→ **Your task**
Pull every line of text out of the records below and copy each one word for word. Leave the pictures out.

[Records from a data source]
==============================

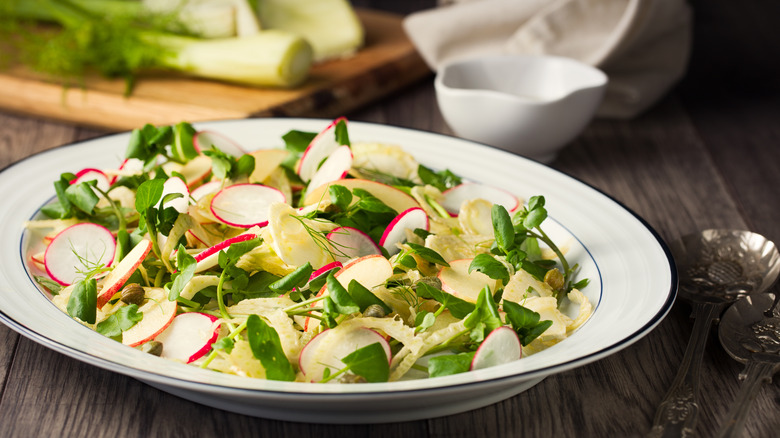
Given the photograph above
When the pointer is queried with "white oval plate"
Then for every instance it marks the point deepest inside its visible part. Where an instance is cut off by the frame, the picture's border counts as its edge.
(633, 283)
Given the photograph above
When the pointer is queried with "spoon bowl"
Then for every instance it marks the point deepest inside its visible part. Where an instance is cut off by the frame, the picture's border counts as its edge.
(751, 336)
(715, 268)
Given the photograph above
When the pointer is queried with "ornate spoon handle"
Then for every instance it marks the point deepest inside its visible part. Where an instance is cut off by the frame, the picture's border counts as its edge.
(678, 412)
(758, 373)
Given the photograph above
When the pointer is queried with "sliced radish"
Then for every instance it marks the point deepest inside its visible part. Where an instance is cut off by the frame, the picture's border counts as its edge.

==============================

→ **Worked answer**
Given the photograph above
When the pointer is queried with "white oval plate"
Then for every instance it marks the point deepest inside its visible part. Where an instance is cut off by the frame, the picture's border counts as its edge.
(633, 283)
Given the photograph above
When the pointer is queried with "spoon bowl"
Then for every instance it marks the point deepest inside its visible part. Where an instance is cut off by the frame, the picture's border counts as its edge.
(751, 336)
(715, 268)
Given the photograph above
When the pointer is queried with "ornate spoon handle"
Then for every instance it marks the point deepest inside its visible part. Where an instance is cut off by the frame, the picture's border counts as its edge.
(678, 412)
(758, 373)
Given the photograph above
When the pointer is queried with "sliced radish"
Then for every instance it marks the point deepest inside its visible part. Where an instance is cut off by the frame, the picture's border counts as its edge.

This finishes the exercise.